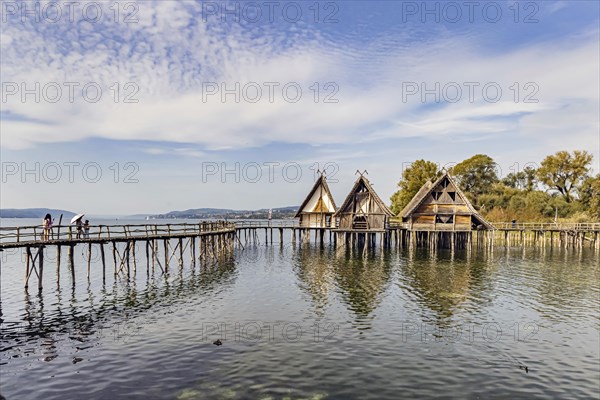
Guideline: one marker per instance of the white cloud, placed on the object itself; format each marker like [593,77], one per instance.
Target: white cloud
[169,55]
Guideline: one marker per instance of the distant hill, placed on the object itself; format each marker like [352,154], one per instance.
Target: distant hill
[34,213]
[220,213]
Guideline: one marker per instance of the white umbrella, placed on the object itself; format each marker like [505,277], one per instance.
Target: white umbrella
[75,218]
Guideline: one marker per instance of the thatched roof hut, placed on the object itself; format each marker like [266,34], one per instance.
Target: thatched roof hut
[319,206]
[442,206]
[363,209]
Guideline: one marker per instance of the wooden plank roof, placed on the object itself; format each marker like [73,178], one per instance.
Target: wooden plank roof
[322,181]
[429,187]
[370,189]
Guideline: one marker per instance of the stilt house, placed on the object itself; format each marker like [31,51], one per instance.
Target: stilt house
[318,208]
[442,206]
[363,210]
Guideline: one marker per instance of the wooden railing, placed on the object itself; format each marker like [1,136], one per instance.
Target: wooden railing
[277,223]
[548,226]
[24,234]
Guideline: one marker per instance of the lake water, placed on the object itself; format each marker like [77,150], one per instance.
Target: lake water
[308,322]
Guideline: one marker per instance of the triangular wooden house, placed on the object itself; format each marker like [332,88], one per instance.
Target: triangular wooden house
[318,208]
[363,209]
[442,206]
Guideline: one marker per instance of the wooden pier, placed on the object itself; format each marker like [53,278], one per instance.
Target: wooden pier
[205,241]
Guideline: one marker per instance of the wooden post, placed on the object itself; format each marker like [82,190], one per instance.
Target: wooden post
[193,250]
[27,258]
[126,255]
[58,261]
[166,244]
[180,252]
[89,258]
[72,263]
[133,256]
[103,262]
[41,266]
[147,257]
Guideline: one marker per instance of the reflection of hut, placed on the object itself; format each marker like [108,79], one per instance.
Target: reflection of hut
[363,210]
[318,208]
[442,206]
[362,283]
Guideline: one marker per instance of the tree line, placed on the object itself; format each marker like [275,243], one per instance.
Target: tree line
[562,188]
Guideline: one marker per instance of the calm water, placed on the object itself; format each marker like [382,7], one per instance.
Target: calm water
[305,322]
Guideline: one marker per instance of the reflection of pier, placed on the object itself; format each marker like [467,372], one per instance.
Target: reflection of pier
[209,240]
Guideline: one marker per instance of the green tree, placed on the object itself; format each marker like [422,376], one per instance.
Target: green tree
[525,179]
[565,172]
[589,194]
[476,175]
[413,178]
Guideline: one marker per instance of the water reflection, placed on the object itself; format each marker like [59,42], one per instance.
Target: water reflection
[360,279]
[444,280]
[89,316]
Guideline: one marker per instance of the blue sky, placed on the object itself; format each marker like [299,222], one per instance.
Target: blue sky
[368,86]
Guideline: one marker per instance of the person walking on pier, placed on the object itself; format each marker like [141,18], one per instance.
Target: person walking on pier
[86,229]
[48,221]
[79,226]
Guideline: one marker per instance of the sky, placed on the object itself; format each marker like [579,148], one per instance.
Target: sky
[134,107]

• • • • • • •

== Problem to solve ==
Print exactly what appears from the first line of the listing above down to the line containing "Guideline: one marker per instance of the thatched", inclusive, and leave out all pictures.

== Task response ==
Guideline: one marker per instance of the white cloud, placed on the object itself; format each marker like [593,77], one per instance.
Target: white cloud
[169,55]
Guideline: one marker per instance of the distant hill, placed on the object itself; format each marker like [352,154], one per instance.
Target: distant hill
[34,213]
[220,213]
Guideline: one marker per instance of the white umbrella, placed on the object itself; format each marker like [505,277], one per instance.
Target: white umbrella
[75,218]
Guideline: one marker per instance of the thatched roof hut, placed on the object itself; format each marker like [266,34], one per instance.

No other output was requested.